What the task asks = Copy every line of the entries that has the string "pixel" in it.

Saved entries
# # # # # # #

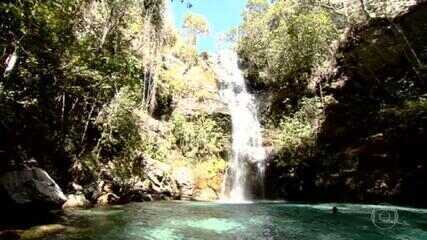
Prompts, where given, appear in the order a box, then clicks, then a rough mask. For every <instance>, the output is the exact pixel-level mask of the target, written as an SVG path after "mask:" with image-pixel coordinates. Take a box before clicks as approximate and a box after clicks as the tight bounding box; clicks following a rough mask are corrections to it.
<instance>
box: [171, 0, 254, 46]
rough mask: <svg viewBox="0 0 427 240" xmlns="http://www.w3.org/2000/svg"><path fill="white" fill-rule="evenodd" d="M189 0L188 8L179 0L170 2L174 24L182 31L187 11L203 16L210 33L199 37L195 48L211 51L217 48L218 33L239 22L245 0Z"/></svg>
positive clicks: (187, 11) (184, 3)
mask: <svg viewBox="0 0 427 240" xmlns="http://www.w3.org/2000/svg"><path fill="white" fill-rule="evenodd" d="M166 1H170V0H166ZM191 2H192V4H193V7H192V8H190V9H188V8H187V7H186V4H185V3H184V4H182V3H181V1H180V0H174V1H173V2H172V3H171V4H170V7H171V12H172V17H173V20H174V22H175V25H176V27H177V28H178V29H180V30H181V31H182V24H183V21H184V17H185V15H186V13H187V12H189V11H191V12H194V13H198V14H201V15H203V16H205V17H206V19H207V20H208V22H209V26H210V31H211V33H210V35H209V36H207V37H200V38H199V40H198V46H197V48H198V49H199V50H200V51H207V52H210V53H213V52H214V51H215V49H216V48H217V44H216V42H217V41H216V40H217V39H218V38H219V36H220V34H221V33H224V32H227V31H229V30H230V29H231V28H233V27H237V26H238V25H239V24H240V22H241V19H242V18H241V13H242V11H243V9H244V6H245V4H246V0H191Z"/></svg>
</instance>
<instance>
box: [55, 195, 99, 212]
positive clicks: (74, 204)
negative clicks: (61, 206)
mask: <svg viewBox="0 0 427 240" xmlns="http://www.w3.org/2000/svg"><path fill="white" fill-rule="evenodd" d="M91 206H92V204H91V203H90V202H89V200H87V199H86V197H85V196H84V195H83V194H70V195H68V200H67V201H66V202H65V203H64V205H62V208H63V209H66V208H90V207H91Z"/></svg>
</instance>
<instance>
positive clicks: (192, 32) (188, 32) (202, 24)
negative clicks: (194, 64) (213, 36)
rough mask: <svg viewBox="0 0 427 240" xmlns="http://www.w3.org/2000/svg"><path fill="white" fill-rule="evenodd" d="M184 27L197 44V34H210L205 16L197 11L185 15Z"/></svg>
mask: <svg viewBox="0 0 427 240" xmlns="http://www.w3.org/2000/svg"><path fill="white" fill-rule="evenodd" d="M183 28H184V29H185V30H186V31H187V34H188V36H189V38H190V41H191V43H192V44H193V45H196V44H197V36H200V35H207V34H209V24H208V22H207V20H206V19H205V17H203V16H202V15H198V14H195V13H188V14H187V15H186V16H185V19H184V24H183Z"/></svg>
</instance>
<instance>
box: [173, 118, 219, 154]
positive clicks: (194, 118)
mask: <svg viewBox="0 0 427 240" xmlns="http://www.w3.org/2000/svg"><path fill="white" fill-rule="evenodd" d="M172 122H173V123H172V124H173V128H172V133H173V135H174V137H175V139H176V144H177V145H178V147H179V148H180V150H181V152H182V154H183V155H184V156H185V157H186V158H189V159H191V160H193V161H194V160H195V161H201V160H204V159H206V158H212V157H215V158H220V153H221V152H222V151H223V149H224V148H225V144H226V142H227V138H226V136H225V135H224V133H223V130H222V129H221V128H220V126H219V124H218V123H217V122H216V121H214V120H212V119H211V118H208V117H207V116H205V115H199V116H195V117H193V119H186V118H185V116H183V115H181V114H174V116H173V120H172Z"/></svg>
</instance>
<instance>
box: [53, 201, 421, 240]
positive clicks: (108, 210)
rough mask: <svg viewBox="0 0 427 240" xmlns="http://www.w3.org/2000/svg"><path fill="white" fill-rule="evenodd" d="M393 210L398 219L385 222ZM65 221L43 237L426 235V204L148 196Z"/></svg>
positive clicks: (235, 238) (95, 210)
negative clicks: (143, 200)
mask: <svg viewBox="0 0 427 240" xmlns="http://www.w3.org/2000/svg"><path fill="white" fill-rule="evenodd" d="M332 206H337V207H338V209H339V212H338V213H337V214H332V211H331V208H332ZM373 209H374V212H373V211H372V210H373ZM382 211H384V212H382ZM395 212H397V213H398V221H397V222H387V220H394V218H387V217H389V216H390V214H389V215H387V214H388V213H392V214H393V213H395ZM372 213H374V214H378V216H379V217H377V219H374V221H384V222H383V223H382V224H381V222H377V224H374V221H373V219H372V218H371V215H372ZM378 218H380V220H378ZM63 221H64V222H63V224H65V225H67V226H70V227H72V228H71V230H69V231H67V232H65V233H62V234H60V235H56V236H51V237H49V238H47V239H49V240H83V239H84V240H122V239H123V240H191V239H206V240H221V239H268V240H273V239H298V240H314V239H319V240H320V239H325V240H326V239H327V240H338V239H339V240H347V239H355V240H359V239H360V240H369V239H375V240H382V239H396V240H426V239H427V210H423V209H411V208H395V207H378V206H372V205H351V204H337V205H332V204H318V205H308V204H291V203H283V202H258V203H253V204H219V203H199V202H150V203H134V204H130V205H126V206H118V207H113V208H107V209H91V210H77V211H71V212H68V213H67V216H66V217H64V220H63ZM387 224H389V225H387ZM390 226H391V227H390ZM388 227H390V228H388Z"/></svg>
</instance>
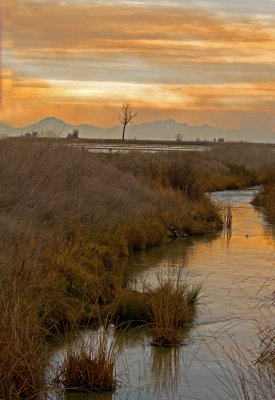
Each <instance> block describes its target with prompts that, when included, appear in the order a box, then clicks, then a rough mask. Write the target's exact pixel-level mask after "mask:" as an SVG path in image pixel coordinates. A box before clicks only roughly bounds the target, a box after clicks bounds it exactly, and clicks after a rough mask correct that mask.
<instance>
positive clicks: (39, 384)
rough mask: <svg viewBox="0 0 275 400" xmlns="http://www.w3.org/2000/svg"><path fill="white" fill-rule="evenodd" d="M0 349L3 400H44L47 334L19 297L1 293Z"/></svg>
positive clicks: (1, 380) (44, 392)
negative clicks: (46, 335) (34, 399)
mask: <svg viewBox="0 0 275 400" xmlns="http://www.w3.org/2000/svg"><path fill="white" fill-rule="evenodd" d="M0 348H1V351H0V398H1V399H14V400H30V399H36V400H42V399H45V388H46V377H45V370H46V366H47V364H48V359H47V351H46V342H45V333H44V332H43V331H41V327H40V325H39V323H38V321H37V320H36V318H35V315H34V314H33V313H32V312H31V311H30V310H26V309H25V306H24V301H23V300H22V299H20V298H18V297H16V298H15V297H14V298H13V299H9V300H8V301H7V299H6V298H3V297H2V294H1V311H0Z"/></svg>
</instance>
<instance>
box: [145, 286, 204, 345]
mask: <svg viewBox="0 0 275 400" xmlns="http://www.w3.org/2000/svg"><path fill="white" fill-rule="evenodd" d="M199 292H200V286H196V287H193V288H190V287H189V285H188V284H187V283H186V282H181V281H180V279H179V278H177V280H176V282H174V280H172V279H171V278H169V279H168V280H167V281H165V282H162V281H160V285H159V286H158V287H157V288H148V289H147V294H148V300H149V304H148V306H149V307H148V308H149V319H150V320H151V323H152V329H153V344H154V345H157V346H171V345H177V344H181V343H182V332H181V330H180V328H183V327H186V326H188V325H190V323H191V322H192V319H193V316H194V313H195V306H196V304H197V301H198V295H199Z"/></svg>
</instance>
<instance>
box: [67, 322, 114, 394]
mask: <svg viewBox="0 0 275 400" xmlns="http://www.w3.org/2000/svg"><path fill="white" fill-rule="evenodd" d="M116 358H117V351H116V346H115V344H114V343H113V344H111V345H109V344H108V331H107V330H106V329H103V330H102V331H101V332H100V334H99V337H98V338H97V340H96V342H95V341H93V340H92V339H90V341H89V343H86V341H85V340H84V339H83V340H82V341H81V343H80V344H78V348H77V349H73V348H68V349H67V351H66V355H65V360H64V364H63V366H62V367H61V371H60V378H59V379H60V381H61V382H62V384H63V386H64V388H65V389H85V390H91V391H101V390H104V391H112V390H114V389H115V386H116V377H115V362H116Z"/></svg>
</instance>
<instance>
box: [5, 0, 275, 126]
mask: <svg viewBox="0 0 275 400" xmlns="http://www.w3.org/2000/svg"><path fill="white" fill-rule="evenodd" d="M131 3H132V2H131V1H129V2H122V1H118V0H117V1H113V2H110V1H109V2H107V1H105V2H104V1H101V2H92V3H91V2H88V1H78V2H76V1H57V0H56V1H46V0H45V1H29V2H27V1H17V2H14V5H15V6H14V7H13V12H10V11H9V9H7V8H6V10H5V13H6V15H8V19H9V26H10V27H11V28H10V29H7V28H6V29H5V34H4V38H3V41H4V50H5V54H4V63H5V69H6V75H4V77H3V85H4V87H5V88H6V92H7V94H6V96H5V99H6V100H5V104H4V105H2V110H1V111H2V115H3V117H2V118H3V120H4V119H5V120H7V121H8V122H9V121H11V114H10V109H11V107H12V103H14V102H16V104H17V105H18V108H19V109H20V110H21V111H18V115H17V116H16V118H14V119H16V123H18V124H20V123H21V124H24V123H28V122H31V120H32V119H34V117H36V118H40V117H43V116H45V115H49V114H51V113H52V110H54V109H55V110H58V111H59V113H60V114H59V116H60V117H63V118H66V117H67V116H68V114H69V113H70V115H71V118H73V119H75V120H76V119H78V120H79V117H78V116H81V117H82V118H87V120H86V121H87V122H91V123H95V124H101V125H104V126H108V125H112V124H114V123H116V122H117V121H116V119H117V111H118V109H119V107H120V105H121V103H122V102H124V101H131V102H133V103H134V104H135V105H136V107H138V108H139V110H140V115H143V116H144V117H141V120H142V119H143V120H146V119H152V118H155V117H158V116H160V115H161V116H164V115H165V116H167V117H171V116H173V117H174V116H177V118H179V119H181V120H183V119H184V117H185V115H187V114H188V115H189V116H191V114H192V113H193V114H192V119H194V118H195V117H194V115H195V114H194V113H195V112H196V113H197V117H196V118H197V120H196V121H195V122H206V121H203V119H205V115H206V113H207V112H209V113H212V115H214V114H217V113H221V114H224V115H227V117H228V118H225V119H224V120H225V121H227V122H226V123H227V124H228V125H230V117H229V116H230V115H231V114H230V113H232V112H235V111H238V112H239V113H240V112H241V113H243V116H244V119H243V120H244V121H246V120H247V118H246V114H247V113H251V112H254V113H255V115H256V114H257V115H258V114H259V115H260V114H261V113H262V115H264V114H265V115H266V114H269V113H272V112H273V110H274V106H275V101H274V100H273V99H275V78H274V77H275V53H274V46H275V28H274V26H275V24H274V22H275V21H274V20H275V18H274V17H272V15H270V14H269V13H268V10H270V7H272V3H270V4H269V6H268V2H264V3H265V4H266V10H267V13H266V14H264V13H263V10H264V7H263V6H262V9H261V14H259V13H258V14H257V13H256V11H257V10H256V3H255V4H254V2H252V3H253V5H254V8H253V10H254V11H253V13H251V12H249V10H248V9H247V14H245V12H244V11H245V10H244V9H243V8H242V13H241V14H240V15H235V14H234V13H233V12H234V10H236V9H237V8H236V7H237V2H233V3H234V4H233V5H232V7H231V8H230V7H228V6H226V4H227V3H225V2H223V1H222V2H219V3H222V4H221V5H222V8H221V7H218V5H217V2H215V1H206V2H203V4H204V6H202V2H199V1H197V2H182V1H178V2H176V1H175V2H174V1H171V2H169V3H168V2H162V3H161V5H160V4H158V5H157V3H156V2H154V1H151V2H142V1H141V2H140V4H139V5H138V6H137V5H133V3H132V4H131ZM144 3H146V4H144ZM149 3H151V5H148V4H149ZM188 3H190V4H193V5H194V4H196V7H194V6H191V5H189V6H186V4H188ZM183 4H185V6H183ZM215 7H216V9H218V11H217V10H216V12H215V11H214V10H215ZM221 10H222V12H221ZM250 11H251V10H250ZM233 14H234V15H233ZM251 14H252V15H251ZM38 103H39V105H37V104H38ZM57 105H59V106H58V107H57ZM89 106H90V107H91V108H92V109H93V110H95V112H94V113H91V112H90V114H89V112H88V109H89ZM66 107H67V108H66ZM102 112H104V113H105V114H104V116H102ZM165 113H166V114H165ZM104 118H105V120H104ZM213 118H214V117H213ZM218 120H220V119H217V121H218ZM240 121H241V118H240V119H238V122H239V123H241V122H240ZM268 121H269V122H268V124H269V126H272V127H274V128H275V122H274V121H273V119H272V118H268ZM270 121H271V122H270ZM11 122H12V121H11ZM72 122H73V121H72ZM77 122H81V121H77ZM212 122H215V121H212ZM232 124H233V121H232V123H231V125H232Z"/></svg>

# # # # # # #

Your response =
Prompts, where given, appear in the order a box, then clicks, then a rough mask. For every <instance>, the output is the exact pixel-level mask of the target, written as an SVG path after "mask:" with image-pixel coordinates. Take a box before clicks as approximate and a box after clicks as the tight bounding box; clicks following a rough mask are corrections to it.
Each <instance> block describes its target with prompts that, when included, appear in the order a box, then clicks, then a rough mask. Write the target's exact pixel-level mask after "mask:" as an SVG path in image pixel coordinates. A box before clicks only roughly bounds the target, a box after clicks bounds it exactly, and clicks after a rough mask correct that mask.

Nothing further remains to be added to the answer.